## BEGIN DOCUMENT SEGMENT

I shall only pick out one or two strands from a tangled and somewhat confusing web. To attempt more would run the risk of getting tangled up in it or of trying to cover far too much. Possibly some of the things not touched on here may become the subject of longer pieces for TGP, such as the one on “Churchill, Myth and Reality” that I am working on at the moment and should have completed soon. So, for example, I shall not say much about the charge of antisemitism that has been leveled against the Labour party and Jeremy Corbyn. That requires very careful attention and cannot be treated briefly. I have already written about the so-called Skrippal Affair that was big news a few weeks ago, so I will not deal with that either. In a way, what I wrote about that may by extension be taken to cover the UK government’s attempted justification for joining the U.S. and France in the bombing of Syria. What follows are some thoughts more or less “off the top of my head” on the general situation here as I see it.
In your request a few weeks ago you asked for our thoughts on why the bombing of Syria in particular had not brought out thousands onto the streets here and elsewhere in Europe – and, indeed also in the United States. It is a question to concentrate the mind. There was a small demonstration outside parliament in London. I read of no demonstrations in France and I don’t think there was anything to speak of in the U.S. There was a brief report of larger demonstrations in Cyprus from where British attacks were launched. At least in part, they may have been motivated by fear of retaliation from Syria against the island’s British bases. So, in a way, it is a question that demands an explanation from all of us on the Left.

## END DOCUMENT SEGMENT
## BEGIN EXCERPTED RECORDS

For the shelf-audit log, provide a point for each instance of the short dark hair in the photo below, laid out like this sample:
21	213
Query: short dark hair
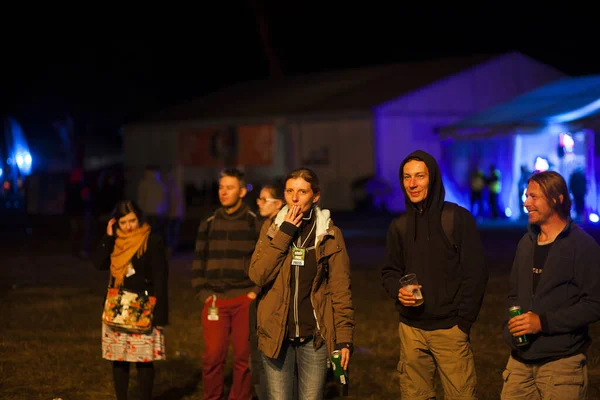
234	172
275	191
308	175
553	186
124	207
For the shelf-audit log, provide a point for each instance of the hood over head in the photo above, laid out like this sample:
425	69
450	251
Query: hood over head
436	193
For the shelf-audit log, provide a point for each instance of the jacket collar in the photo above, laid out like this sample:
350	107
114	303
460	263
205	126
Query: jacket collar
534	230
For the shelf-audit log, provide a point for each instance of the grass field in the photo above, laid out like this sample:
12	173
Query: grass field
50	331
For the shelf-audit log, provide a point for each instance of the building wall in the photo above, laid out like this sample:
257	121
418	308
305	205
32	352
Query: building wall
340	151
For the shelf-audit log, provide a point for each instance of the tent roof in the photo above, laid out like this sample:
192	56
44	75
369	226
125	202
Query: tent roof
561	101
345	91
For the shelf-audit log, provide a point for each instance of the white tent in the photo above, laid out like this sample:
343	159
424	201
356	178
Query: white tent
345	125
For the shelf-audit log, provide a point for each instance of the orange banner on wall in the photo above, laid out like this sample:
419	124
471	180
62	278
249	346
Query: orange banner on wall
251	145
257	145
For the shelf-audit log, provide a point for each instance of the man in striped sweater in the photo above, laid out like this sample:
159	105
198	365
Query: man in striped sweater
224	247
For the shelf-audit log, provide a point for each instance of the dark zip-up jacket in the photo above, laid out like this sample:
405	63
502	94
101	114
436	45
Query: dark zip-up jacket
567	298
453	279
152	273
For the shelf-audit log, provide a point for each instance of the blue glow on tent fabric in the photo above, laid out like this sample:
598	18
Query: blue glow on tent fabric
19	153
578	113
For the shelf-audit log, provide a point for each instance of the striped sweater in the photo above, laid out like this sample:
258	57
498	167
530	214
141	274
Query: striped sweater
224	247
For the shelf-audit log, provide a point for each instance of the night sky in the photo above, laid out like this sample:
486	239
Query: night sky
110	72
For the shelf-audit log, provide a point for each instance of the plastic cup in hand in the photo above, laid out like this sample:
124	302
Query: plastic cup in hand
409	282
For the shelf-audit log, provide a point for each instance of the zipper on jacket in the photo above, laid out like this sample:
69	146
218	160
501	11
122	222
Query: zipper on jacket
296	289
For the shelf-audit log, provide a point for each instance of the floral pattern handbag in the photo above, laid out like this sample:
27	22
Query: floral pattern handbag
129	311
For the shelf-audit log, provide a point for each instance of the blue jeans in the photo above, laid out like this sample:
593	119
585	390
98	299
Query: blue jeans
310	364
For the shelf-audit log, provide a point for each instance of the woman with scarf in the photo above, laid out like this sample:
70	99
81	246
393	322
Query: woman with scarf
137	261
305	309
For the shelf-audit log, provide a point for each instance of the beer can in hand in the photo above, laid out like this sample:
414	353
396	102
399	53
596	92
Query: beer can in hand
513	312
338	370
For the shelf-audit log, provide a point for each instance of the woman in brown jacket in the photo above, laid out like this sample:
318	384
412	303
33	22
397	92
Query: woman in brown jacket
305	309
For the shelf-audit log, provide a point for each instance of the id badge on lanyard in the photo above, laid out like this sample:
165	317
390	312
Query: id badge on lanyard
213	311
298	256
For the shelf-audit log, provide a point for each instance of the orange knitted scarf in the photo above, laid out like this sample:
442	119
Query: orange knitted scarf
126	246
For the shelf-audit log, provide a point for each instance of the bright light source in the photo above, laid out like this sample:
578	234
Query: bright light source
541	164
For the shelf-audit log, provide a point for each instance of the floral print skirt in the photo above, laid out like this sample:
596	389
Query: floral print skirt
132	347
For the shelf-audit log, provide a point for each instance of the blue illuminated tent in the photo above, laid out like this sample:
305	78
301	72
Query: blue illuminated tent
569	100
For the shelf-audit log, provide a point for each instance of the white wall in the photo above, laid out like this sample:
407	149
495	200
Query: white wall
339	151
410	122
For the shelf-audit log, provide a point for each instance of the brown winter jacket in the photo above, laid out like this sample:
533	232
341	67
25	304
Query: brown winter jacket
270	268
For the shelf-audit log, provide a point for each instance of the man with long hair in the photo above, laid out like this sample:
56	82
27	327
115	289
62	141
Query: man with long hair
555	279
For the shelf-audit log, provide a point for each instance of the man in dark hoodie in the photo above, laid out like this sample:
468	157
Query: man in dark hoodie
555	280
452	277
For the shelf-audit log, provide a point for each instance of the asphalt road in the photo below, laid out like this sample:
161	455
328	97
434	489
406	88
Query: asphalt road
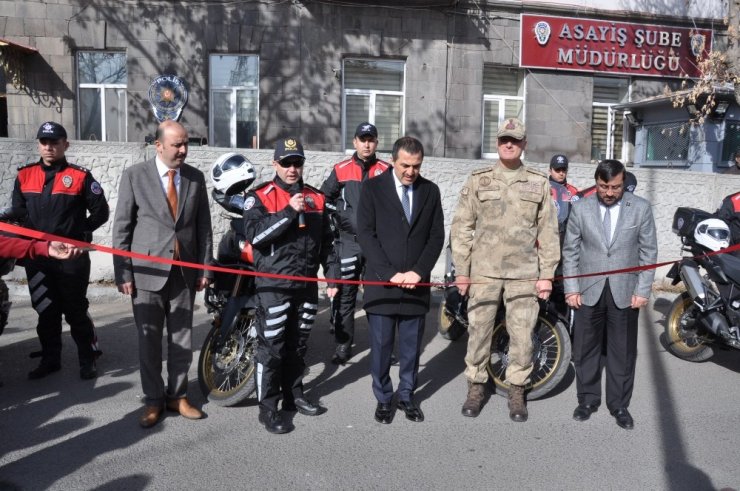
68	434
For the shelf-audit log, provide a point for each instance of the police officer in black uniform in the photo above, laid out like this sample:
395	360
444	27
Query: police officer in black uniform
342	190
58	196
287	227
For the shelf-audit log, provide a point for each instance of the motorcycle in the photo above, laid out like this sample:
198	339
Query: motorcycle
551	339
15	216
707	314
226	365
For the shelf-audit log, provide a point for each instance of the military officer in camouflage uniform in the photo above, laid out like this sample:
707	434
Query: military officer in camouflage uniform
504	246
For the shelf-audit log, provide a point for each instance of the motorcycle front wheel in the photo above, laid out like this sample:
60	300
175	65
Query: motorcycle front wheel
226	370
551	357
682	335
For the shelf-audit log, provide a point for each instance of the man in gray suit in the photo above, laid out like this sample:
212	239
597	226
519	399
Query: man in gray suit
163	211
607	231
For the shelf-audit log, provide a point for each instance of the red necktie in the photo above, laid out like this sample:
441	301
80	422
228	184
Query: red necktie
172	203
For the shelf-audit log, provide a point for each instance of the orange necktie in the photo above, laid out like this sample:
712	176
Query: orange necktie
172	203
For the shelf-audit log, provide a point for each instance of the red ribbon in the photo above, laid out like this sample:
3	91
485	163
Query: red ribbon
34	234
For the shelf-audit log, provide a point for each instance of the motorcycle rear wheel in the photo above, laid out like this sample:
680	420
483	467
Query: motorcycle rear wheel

## END EXCERPTED RECORDS

REQUIREMENT: Pick up the essay on the British response to the bombing of Syria after its final sentence and carry it forward. These rows come from a different source than the essay.

THE RESULT:
In 2003, in the days and weeks preceding the invasion of Iraq, it is notable that the largest anti-war demonstrations were in those countries whose governments were directly involved in the invasion or who supported it. Two huge demonstrations in London, one numbering two million people and the other more than one million, were the biggest mass mobilizations in British history. There were large demonstrations in Spain whose government vociferously supported the war. Likewise in Italy where the right-wing government of Silvio Berlusconi also supported it. But little to speak of in France, where the conservative government of Jacques Chirac opposed the war on the UN Security Council, and in Germany where the SPD government of Gerhard Schroeder also opposed it. The point here, I think, is that the motivation in 2003 for coming out onto the streets in mass demonstrations appears to have been strongly influenced by the position taken by the governments of the particular countries. In London, where I took part in both of the huge anti-war demonstrations at that time, very large numbers of those who came out against the war were people who had never taken part in demonstrations of any kind before. There were large numbers of Muslims on the marches, including many veiled women. In addition to the trade union banners that were always there on such demonstrations, there were large numbers of middle class people who were not evidently particularly identified with the Left. In fact, I would say that the millions who marched brought together, possibly for the first time, people from very diverse sections of British society, both in terms of social class, age and ethnicity.
The obvious question is, why didn’t the bombing of Syria result in a similar response? There is no easy answer to that. Here are few thoughts, with some consideration given to more general aspects of the political scene during recent decades
- The build-up to the invasion of Iraq took place over several months. By early 2003 everyone except the willfully blind knew it was going to happen. We also hoped that because there was such widespread opposition to it, by no-means restricted to those on the left, that there was a real possibility of preventing it and that mass protests, here and internationally, could play a part. After the largest mass protests ever seen in this country failed to have the slightest effect in stopping the government’s intention to invade, I think disillusionment set in. Many felt that if mass protests such as this didn’t succeed, nothing would.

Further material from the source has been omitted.